[Records from a dataset]

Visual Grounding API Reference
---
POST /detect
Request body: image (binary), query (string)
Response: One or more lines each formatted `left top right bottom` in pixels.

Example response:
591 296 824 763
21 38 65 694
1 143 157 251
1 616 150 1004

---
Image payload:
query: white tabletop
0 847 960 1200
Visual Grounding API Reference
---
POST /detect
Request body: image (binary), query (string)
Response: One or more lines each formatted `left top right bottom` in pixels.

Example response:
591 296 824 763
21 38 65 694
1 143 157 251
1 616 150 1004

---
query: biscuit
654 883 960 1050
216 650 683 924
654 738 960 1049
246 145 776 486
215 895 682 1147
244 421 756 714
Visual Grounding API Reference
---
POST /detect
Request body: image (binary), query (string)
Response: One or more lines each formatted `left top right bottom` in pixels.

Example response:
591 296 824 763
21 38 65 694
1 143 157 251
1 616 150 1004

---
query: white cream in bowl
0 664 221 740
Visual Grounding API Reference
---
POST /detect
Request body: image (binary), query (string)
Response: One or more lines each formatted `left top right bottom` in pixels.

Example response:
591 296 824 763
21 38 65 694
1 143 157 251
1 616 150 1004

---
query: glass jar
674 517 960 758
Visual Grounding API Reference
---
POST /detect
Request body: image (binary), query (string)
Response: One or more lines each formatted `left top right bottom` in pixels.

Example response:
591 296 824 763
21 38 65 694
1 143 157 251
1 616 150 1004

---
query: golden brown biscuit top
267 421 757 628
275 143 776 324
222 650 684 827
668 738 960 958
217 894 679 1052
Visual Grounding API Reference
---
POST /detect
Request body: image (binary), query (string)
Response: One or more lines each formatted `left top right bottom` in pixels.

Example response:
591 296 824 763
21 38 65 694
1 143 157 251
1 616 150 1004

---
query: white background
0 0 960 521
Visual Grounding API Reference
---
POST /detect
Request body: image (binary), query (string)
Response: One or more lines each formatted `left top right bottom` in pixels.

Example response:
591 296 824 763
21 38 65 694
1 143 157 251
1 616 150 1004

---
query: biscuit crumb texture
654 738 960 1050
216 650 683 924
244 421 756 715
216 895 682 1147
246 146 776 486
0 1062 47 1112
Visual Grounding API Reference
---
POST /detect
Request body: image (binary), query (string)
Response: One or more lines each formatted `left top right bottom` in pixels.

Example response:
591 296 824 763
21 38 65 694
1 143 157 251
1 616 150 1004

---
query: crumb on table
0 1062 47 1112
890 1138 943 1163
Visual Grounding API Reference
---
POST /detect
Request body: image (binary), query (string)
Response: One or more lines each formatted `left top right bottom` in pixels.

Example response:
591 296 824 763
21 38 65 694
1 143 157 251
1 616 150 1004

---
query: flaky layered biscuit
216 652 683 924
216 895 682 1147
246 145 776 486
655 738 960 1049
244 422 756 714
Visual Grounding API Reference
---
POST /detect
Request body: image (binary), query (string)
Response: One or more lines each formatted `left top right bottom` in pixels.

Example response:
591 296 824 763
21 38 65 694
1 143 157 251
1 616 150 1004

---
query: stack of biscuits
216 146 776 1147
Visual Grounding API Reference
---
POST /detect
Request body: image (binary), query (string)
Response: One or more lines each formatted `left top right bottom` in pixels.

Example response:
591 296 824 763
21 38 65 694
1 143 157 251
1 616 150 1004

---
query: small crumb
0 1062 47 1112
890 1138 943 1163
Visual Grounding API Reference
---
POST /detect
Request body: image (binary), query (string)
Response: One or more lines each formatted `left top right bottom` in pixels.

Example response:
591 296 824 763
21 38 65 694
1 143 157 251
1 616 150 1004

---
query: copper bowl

- **PROBLEM REQUIREMENTS**
Which lines in the records above contain the word "crumb"? List each of those lines in full.

- **FINISHED TASK**
query: biscuit crumb texture
query: crumb on table
query: small crumb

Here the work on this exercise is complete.